WHAT YOU ARE ASKED TO DO:
Convert the lines of the listing, starting at the line containing "Point out every instance of the white van" and ending at the end of the listing, into a Markdown table with the columns No. and Text. Number each line in No., put the line itself in Text, and skip any blank lines.

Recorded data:
[BEGIN]

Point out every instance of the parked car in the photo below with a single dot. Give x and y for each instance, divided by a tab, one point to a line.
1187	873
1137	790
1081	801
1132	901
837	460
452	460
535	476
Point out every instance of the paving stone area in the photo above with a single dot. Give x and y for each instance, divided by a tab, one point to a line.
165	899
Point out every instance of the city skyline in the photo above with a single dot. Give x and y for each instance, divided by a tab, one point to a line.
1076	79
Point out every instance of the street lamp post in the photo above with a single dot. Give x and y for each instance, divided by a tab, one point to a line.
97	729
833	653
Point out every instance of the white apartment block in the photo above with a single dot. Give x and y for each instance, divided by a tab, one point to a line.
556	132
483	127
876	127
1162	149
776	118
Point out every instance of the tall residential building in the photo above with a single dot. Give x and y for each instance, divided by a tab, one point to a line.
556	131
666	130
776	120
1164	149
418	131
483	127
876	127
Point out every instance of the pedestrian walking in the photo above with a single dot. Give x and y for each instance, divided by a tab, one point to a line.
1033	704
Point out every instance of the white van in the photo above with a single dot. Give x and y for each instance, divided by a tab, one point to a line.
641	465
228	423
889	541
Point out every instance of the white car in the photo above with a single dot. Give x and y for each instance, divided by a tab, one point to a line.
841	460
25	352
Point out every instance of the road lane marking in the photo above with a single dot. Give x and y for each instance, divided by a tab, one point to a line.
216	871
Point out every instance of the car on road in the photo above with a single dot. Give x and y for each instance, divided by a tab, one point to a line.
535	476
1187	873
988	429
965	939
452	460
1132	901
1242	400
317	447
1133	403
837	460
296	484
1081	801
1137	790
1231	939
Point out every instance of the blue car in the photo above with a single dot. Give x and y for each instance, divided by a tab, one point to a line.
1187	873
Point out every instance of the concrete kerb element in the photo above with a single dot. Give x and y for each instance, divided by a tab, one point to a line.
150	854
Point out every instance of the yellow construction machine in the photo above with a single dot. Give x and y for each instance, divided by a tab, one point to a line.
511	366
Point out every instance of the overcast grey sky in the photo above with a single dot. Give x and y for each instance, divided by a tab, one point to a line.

[END]

EXPECTED OUTPUT:
| No. | Text |
|---|---|
| 1 | Point out every instance of the white van in the photo above with a single dot. Give x and y for each instance, divided by a tab, one point to a line. |
| 2 | 641	465 |
| 3 | 228	423 |
| 4 | 889	541 |
| 5 | Point out every instance of the white car in the photo above with a single dot. Give x and y for each instance, divided by a tab, one point to a line. |
| 6 | 841	460 |
| 7 | 25	352 |
| 8 | Point out every instance of the road lane marking in the photo above with a single dot. Give x and y for each instance, divided by a tab, one point to a line. |
| 9 | 216	871 |
| 10 | Point out every instance of the car on road in the photo above with a single dot. Give x and y for each instance, divided by a tab, one point to a line. |
| 11 | 535	476 |
| 12 | 1187	873 |
| 13 | 988	429 |
| 14 | 965	939 |
| 15 | 452	460 |
| 16 | 1132	901 |
| 17 | 1242	400 |
| 18 | 317	447 |
| 19 | 1133	403 |
| 20 | 837	460 |
| 21 | 296	484 |
| 22 | 1081	801 |
| 23 | 1137	790 |
| 24 | 1231	939 |
| 25 | Point out every instance of the blue car in the photo above with a single dot. Give x and y for each instance, divided by a tab, one point to a line. |
| 26 | 1187	873 |
| 27 | Point out every instance of the concrete kerb element in the photo above with a single dot. Give x and y for each instance, divided by a tab, one point to a line. |
| 28 | 150	854 |
| 29 | Point out every instance of the yellow construction machine in the photo above with a single dot. Give x and y for each instance, divided by a tab, one point to a line. |
| 30 | 511	366 |
| 31 | Point out every instance of the overcast grey sky in the photo above with a single dot. Give x and y for each instance, divided by a tab, one point to a line. |